#### TÂCHES ET EXERCICES:
A: Répondez aux questions suivantes d'après le texte sur la plainte en matière de droits de la personne :
(i) Selon l'alinéa e) de la version française, dans quel délai la plainte doit-elle être déposée ?
(ii) Qui représente la demanderesse ?
(iii) De quels troubles la demanderesse soutient-elle souffrir à cause du harcèlement ?
B: Recopiez fidèlement le passage du texte sur la plainte en matière de droits de la personne, de « (d) the complaint » à « of the complaint. ».
C: Poursuivez le texte sur la plainte en matière de droits de la personne à partir de sa dernière phrase.

#### EXTRAIT FOURNI:
Dispositions législatives pertinentes

 

[21]           Selon la Loi canadienne sur les droits de la personne, LRC 1985, c H‑6 :

41.(1) Sous réserve de l’article 40, la Commission statue sur toute plainte dont elle est saisie à moins qu’elle estime celle-ci irrecevable pour un des motifs suivants :

 

a) la victime présumée de l’acte discriminatoire devrait épuiser d’abord les recours internes ou les procédures d’appel ou de règlement des griefs qui lui sont normalement ouverts;

 

b) la plainte pourrait avantageusement être instruite, dans un premier temps ou à toutes les étapes, selon des procédures prévues par une autre loi fédérale;

 

 

c) la plainte n’est pas de sa compétence;

 

 

d) la plainte est frivole, vexatoire ou entachée de mauvaise foi;

 

e) la plainte a été déposée après l’expiration d’un délai d’un an après le dernier des faits sur lesquels elle est fondée, ou de tout délai supérieur que la Commission estime indiqué dans les circonstances.

41.(1) Subject to section 40, the Commission shall deal with any complaint filed with it unless in respect of that complaint it appears to the Commission that

 

(a) the alleged victim of the discriminatory practice to which the complaint relates ought to exhaust grievance or review procedures otherwise reasonably available;

 

 

(b) the complaint is one that could more appropriately be dealt with, initially or completely, according to a procedure provided for under an Act of Parliament other than this Act;

 

(c) the complaint is beyond the jurisdiction of the Commission;

 

(d) the complaint is trivial, frivolous, vexatious or made in bad faith; or

 

(e) the complaint is based on acts or omissions the last of which occurred more than one year, or such longer period of time as the Commission considers appropriate in the circumstances, before receipt of the complaint.

 

 

Questions en litige

 

[22]           La demanderesse se représente elle‑même. Dans ses observations écrites, elle soulève un certain nombre de questions alléguant des conclusions de fait erronées, des erreurs de droit, des motifs inadéquats et des manquements à l’équité procédurale. Dans ses observations de vive voix, elle a prétendu que la Commission avait fourni des motifs inadéquats, négligé de prendre en considération ses allégations relatives à des actes de harcèlement au travail intervenus avant 2008 de la part de son employeur et négligé de tenir compte de sa déficience à titre de justification du retard dans le dépôt de sa plainte en matière de droits de la personne.

 

[23]           La demanderesse soutient qu’elle a fait l’objet de harcèlement, premièrement par son ex‑partenaire qui était aussi un collègue, et, deuxièmement, par les cadres supérieurs au travail. À cause de ce harcèlement, la demanderesse soutient qu’elle souffre de troubles de stress post‑traumatique (TSPT) qui entraînent des difficultés quand il s’agit de se remémorer des détails relatifs aux incidents et de parler de ceux‑ci.

#### DONNÉES FOURNIES:
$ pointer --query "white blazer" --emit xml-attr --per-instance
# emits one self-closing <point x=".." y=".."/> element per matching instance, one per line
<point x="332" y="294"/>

#### RÉPONSES PAR TÂCHE:
A:
(i) Dans un délai d'un an après le dernier des faits sur lesquels elle est fondée, ou dans tout délai supérieur que la Commission estime indiqué dans les circonstances.
(ii) Elle se représente elle-même.
(iii) De troubles de stress post-traumatique (TSPT).

B:
(d) the complaint is trivial, frivolous, vexatious or made in bad faith; or

 

(e) the complaint is based on acts or omissions the last of which occurred more than one year, or such longer period of time as the Commission considers appropriate in the circumstances, before receipt of the complaint.

C:
 

[24]           La défenderesse prétend que les questions en litige en l’espèce concernent la détermination de la norme de contrôle applicable à la décision de la Commission et la question de savoir si, à la lumière de cette norme, la décision de la Commission devrait être annulée.

 

[25]           J’estime qu’il y a en l’espèce deux questions en litige :

 

a.       La Commission a‑t‑elle commis une erreur en décidant de ne pas instruire la plainte de discrimination de la demanderesse concernant des événements antérieurs à 2008?

 

b.      La Commission a‑t‑elle commis une erreur en décidant de ne pas instruire la plainte de la demanderesse concernant les événements intervenus après 2008 en raison de l’existence de recours internes ou de procédures d’appel ou de règlement des griefs?

 

Norme de contrôle

 

[26]           La Cour suprême du Canada a statué dans Dunsmuir c Nouveau‑Brunswick, 2008 CSC 9, [2008] 1 RCS 190 [Dunsmuir], qu’il n’existe que deux normes de contrôle : la décision correcte pour les questions de droit et la décision raisonnable pour les questions mixtes de fait et de droit et les questions de fait : Dunsmuir, aux paragraphes 50 et 53. Elle a également conclu que lorsque la norme de contrôle applicable est déjà établie, il n’est pas nécessaire de reprendre l’analyse sur cette question : Dunsmuir au paragraphe 62.

 

[27]           La Cour d’appel fédérale a statué qu’il convient de faire montre de déférence à l’égard de la décision prise par la Commission en vertu de l’article 41 de la Loi. Dans Bell Canada c Syndicat canadien des communications, de l’énergie et du papier, [1999] 1 CF 113, [Bell Canada], la Cour d’appel, au sujet de l’exercice du pouvoir discrétionnaire de la Commission, a affirmé ce qui suit au paragraphe 38 :

 

La Loi confère à la Commission un degré remarquable de latitude dans l’exécution de sa fonction d’examen préalable au moment de la réception d’un rapport d’enquête. Les paragraphes 40(2) et 40(4), et les articles 41 et 44 regorgent d’expressions comme « à son avis », « devrait », « normalement ouverts », « pourrait avantageusement être instruite », « des circonstances », « estime indiqué dans les circonstances », qui ne laissent aucun doute quant à l’intention du législateur.

 

 

[28]           De plus, la Commission, en déterminant s’il fallait instruire la plainte de la demanderesse, devait trancher des questions mixtes de fait et de droit. C’est pourquoi la norme de contrôle qui s’applique à la décision de la Commission est celle de la décision raisonnable.

 

[29]           Lorsqu’une question d’équité procédurale ou une question de droit est portée à l’attention de la Cour, il n’y a pas lieu de faire montre de déférence à l’endroit de la Commission. La norme de contrôle à cet égard serait celle de la décision correcte : Donoghue c Canada (Ministre de la Défense nationale), 2010 CF 404, au paragraphe 27.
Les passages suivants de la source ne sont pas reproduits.